▸ Task brief:
Convert the lines from the one containing "of the pink" up to and including the last line below into a numbered list, leaving out any blank lines.

▸ Records for the task:
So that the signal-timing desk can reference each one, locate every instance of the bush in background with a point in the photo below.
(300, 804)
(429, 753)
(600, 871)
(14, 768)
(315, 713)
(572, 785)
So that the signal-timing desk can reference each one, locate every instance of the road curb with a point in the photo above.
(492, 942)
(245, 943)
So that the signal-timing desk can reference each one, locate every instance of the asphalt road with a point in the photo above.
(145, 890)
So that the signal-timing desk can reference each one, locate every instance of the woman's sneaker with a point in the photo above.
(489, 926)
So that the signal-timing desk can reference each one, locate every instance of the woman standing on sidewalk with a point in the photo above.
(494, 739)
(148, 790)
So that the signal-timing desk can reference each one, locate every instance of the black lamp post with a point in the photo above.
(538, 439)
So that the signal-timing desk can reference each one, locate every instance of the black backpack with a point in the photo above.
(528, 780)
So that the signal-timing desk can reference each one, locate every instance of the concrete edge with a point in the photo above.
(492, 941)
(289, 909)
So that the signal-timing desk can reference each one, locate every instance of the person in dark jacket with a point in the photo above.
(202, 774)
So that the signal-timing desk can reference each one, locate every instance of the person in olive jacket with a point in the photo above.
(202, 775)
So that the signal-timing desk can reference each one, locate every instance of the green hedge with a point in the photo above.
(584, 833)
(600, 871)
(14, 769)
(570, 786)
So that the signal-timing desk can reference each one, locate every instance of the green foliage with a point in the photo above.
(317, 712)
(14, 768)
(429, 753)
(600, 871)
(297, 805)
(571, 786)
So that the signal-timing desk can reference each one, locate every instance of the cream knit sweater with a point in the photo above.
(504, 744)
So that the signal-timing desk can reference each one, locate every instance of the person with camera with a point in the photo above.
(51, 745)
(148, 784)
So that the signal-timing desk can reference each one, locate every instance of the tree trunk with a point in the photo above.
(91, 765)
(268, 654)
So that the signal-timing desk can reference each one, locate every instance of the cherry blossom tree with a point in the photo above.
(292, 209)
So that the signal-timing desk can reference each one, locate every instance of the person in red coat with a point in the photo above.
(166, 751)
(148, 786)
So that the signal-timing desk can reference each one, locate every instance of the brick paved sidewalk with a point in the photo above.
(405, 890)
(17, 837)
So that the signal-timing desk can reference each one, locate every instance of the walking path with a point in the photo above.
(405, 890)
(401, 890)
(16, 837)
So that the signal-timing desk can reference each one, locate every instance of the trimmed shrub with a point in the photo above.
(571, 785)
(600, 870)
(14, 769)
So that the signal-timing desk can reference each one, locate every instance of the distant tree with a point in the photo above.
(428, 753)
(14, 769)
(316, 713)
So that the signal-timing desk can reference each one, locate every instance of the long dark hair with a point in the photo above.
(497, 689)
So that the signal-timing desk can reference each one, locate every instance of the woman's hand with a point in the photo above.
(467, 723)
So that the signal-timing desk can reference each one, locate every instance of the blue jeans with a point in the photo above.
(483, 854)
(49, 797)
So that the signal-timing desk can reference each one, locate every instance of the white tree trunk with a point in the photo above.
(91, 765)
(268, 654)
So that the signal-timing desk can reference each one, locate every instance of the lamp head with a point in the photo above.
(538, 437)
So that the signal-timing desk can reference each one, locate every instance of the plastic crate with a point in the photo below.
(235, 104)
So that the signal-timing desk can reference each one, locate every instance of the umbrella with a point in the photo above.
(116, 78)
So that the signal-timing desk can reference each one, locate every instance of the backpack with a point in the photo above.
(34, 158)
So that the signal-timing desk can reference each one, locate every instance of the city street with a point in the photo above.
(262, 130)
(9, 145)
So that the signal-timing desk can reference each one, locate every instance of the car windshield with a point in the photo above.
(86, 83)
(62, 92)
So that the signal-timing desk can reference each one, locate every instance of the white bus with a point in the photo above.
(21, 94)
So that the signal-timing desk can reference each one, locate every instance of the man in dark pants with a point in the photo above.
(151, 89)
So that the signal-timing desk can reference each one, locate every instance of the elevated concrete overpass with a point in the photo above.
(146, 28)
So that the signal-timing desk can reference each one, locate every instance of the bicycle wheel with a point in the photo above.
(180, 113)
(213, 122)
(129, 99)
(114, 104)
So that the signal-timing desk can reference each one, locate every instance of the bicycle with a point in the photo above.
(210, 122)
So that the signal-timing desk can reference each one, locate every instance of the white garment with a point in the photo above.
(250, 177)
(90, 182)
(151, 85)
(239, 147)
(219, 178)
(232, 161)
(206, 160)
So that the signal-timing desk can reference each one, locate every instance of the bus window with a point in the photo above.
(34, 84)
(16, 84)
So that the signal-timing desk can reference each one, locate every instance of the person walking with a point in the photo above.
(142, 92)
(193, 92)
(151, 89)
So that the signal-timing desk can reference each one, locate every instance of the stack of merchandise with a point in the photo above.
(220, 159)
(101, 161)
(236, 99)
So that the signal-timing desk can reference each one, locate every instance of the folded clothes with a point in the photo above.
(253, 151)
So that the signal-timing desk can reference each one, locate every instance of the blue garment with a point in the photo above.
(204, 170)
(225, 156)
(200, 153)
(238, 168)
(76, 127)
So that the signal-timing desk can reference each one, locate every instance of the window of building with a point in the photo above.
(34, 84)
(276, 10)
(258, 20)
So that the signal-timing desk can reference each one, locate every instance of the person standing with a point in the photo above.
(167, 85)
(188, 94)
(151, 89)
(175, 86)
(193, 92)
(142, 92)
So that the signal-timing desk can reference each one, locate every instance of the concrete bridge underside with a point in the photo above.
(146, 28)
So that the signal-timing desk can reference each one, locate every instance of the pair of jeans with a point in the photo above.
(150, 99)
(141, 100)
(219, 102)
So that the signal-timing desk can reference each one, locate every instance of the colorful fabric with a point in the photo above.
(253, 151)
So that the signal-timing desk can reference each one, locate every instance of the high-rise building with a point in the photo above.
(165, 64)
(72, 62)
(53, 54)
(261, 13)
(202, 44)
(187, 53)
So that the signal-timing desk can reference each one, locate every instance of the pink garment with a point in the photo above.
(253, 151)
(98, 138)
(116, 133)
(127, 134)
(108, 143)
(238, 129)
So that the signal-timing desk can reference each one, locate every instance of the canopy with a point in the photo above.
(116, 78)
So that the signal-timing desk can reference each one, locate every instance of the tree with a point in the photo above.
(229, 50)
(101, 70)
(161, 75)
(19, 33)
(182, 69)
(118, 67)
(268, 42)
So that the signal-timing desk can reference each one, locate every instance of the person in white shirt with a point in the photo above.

▸ Result of the task:
1. So that the signal-timing desk can reference each one, locate every instance of the pink garment with a point in the photo above.
2. (253, 151)
3. (98, 138)
4. (116, 133)
5. (127, 134)
6. (108, 143)
7. (238, 129)
8. So that the signal-timing desk can reference each one, locate every instance of the canopy with a point in the photo above.
9. (116, 78)
10. So that the signal-timing desk can reference each one, locate every instance of the tree with a point in the photo above.
11. (229, 50)
12. (101, 70)
13. (161, 75)
14. (19, 33)
15. (182, 69)
16. (118, 67)
17. (268, 42)
18. So that the signal-timing desk can reference each one, locate every instance of the person in white shirt with a point in the photo above.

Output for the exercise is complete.